Given request: Print, word for word, only the lines below that run from the one containing "Look at the photo above. For each instance of the reflective" through the one containing "pixel 63 381", including both of those lines.

=== Provided data ===

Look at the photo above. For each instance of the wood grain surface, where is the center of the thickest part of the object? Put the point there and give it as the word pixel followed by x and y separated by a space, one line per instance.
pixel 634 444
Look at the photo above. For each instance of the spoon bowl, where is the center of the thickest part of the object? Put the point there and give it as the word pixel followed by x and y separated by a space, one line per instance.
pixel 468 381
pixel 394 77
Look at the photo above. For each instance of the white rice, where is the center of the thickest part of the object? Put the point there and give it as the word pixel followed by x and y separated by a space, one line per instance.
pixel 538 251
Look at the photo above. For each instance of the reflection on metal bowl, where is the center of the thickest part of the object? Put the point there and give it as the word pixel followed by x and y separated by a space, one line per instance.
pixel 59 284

===
=== Provided data ===

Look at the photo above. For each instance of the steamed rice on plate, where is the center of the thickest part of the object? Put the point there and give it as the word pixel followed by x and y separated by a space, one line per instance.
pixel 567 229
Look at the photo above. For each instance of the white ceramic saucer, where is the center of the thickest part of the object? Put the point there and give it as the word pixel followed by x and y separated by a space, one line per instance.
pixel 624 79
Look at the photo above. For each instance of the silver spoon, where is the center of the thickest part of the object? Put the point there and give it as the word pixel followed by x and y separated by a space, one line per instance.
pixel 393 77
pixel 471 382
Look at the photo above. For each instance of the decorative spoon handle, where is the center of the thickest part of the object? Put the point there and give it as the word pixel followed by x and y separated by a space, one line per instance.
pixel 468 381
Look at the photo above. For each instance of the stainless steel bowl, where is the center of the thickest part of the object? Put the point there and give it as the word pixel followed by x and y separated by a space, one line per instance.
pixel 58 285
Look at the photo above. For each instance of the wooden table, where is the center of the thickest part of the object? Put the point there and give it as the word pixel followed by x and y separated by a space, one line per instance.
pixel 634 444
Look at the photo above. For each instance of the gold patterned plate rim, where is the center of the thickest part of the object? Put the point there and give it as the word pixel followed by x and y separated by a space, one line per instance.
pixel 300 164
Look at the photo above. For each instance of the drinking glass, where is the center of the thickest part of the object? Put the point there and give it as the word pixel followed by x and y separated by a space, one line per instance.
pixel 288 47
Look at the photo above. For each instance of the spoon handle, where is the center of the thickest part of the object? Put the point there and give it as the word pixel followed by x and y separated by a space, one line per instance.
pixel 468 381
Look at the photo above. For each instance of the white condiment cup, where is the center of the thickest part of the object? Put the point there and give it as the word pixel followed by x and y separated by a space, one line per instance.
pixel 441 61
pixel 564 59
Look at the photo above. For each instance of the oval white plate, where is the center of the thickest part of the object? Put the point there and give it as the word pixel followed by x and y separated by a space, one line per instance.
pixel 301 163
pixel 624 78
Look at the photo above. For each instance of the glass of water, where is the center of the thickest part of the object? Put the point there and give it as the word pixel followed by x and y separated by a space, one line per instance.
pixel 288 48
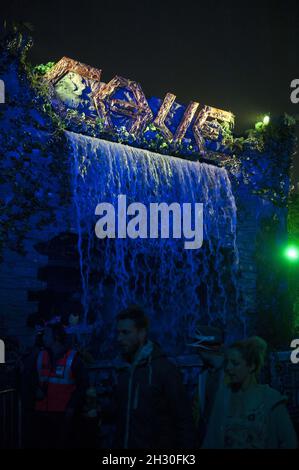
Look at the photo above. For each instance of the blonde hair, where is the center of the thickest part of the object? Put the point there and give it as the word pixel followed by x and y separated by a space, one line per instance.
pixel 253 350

===
=== Provided data ===

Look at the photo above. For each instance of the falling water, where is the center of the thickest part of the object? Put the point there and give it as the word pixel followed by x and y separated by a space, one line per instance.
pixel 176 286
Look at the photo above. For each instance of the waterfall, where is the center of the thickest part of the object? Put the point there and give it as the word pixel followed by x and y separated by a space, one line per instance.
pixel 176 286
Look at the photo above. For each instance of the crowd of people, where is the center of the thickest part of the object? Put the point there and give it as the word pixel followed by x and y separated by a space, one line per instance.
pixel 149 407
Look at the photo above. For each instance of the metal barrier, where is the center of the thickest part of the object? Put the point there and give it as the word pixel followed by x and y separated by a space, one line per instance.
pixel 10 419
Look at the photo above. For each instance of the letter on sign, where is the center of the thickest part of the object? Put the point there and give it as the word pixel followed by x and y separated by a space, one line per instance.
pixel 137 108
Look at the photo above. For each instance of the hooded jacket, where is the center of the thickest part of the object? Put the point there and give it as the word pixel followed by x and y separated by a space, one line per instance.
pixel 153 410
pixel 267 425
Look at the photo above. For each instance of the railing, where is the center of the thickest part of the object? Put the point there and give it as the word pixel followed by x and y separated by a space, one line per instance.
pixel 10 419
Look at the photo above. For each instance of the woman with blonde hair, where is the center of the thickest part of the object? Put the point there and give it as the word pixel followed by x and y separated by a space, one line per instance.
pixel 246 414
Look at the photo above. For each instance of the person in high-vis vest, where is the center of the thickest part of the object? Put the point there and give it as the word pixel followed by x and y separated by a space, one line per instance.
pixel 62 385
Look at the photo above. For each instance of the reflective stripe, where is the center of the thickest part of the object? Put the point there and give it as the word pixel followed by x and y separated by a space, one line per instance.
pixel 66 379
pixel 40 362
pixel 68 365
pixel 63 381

===

Output:
Look at the photo above. For each instance of the reflective stripe, where is the center of the thickest part of the object? Put the point there and give it as the word pixel followed by x and y separated by a space, one line per instance.
pixel 66 379
pixel 40 362
pixel 68 365
pixel 63 381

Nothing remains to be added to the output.